The gist of an invention according to a first aspect is a sound image localizing device that includes: a directivity control filter design unit configured to compute a directivity control filter from a desired directional characteristic; a filter coefficient correction unit configured to correct the directivity control filter computed by the directivity control filter design unit; and a convolution operation unit configured to compute an output acoustic signal by performing convolution of an input acoustic signal and the directivity control filter corrected by the filter coefficient correction unit, wherein filters that respectively correspond to speakers constituting a speaker array are computed by the directivity control filter design unit and the filter coefficient correction unit, an acoustic beam is generated using directivity control by the speaker array, and the acoustic beam is caused to be reflected from a wall surface or a ceiling to generate a virtual sound source.
The gist of an invention according to a second aspect is that, in the invention according to the first aspect, the filter coefficient correction unit performs computation such that a filter gain becomes constant, the filter gain being an absolute value of a filter coefficient at each frequency.
The gist of an invention according to a third aspect is a sound image localizing device that includes: an objective function setting unit configured to set an objective function from a desired directional characteristic; a constraint setting unit configured to set a linear or non-linear constraint; an optimization unit configured to compute an optimum filter coefficient from the objective function set by the objective function setting unit and the constraint set by the constraint setting unit; and a convolution operation unit configured to compute an output acoustic signal by performing convolution of an input acoustic signal and a directivity control filter that is computed by the optimization unit, wherein filters that respectively correspond to speakers constituting a speaker array are computed by the objective function setting unit, the constraint setting unit, and the optimization unit, an acoustic beam is generated using directivity control by the speaker array, and the acoustic beam is caused to be reflected from a wall surface or a ceiling to generate a virtual sound source.

* **EXERCISE SET**
a: Answer these questions about the sound localization excerpt.
(i) In the first aspect, what does the filter coefficient correction unit correct?
(ii) In the second aspect, how is the filter gain defined?
(iii) In the third aspect, what kind of constraint does the constraint setting unit set?
b: Update the sound localization excerpt from "The gist of an invention according to a second" up to and including "at each frequency.", changing "filter gain" to "filter amplitude" throughout that passage.

[Lines of data]
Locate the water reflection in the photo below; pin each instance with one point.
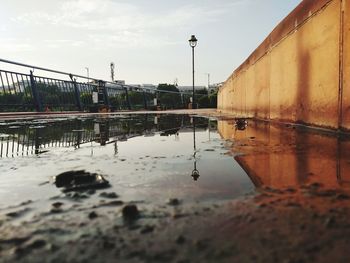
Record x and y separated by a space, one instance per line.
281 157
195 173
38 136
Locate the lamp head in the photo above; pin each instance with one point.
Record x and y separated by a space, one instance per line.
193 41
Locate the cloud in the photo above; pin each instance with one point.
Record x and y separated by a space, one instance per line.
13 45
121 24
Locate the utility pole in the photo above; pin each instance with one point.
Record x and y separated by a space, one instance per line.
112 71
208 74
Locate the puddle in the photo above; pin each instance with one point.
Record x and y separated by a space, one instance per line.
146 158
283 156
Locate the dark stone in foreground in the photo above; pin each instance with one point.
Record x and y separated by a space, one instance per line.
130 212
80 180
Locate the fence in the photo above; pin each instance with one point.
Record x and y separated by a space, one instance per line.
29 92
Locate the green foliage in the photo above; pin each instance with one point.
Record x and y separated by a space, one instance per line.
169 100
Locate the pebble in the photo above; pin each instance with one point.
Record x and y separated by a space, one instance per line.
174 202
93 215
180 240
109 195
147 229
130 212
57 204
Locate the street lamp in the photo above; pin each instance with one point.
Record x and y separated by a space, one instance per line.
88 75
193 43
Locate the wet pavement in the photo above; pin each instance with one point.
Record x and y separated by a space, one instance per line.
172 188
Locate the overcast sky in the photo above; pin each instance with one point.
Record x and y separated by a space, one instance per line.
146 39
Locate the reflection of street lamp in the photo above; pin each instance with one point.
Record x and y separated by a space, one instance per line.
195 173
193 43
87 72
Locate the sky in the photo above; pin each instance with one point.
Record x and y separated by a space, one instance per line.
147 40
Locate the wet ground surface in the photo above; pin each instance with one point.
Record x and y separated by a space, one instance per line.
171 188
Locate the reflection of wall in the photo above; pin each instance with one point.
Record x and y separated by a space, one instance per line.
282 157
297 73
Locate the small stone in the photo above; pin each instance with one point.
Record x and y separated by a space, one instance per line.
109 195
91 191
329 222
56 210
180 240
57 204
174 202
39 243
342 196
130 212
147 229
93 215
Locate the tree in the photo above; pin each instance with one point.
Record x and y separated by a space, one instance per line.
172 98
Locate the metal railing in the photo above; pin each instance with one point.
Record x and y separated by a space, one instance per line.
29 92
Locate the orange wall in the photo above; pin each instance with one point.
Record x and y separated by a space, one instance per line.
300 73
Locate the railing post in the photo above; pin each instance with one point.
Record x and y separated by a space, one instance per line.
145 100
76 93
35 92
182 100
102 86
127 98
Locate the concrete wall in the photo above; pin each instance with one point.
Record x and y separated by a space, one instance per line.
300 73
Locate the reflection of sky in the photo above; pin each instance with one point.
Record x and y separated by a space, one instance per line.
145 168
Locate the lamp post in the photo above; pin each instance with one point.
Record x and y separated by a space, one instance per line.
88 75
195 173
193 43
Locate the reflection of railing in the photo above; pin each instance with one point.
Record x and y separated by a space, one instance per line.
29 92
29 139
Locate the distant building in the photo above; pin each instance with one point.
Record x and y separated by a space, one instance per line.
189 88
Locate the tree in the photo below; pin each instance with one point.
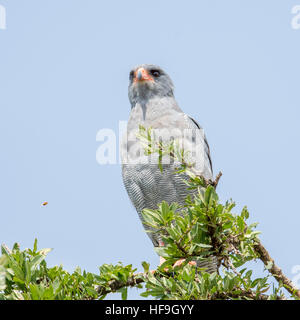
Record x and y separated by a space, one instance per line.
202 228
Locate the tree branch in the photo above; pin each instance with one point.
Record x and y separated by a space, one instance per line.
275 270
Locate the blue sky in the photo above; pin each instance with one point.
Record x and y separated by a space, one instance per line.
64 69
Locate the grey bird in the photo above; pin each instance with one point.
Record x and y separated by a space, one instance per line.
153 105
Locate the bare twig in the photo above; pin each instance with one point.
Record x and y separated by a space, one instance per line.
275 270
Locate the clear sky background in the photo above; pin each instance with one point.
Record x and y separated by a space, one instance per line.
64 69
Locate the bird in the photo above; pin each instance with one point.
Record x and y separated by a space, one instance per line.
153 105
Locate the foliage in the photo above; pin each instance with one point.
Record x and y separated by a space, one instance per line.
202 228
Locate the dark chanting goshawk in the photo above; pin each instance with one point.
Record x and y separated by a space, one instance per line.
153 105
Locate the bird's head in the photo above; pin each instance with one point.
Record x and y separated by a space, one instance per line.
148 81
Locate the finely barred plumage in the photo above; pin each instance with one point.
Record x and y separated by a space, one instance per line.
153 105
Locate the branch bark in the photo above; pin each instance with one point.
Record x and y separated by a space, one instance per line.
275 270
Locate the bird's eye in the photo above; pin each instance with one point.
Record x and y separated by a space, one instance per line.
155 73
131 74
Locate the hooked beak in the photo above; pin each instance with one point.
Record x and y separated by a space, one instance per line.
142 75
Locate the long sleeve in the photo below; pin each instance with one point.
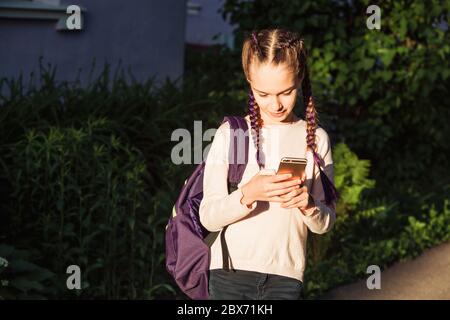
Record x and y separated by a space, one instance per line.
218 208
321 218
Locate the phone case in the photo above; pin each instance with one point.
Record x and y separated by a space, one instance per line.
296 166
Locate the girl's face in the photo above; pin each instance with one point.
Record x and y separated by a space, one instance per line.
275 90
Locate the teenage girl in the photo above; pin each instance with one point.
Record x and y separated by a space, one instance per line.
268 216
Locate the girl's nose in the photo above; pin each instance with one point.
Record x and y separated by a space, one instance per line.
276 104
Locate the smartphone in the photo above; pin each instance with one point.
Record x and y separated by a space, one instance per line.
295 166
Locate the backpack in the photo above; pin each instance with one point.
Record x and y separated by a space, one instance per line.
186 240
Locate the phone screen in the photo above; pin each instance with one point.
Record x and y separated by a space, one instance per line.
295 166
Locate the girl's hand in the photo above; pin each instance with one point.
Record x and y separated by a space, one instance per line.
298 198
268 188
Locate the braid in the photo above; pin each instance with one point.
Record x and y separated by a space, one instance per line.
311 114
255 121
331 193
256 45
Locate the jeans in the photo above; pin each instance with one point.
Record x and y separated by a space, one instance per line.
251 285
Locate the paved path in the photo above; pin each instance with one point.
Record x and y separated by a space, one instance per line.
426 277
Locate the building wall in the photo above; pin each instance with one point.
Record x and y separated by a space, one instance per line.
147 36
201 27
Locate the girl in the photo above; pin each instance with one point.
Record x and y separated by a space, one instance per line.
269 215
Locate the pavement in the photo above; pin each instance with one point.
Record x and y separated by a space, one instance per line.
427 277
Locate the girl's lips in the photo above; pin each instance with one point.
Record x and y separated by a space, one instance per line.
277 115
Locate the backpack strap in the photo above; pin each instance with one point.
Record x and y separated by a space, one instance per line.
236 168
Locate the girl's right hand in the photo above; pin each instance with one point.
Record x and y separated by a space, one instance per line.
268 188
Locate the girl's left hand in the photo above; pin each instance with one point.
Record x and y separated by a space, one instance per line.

* **THE ANSWERS**
a:
(i) It corrects the directivity control filter computed by the directivity control filter design unit.
(ii) The filter gain is an absolute value of a filter coefficient at each frequency.
(iii) It sets a linear or non-linear constraint.

b:
The gist of an invention according to a second aspect is that, in the invention according to the first aspect, the filter coefficient correction unit performs computation such that a filter amplitude becomes constant, the filter amplitude being an absolute value of a filter coefficient at each frequency.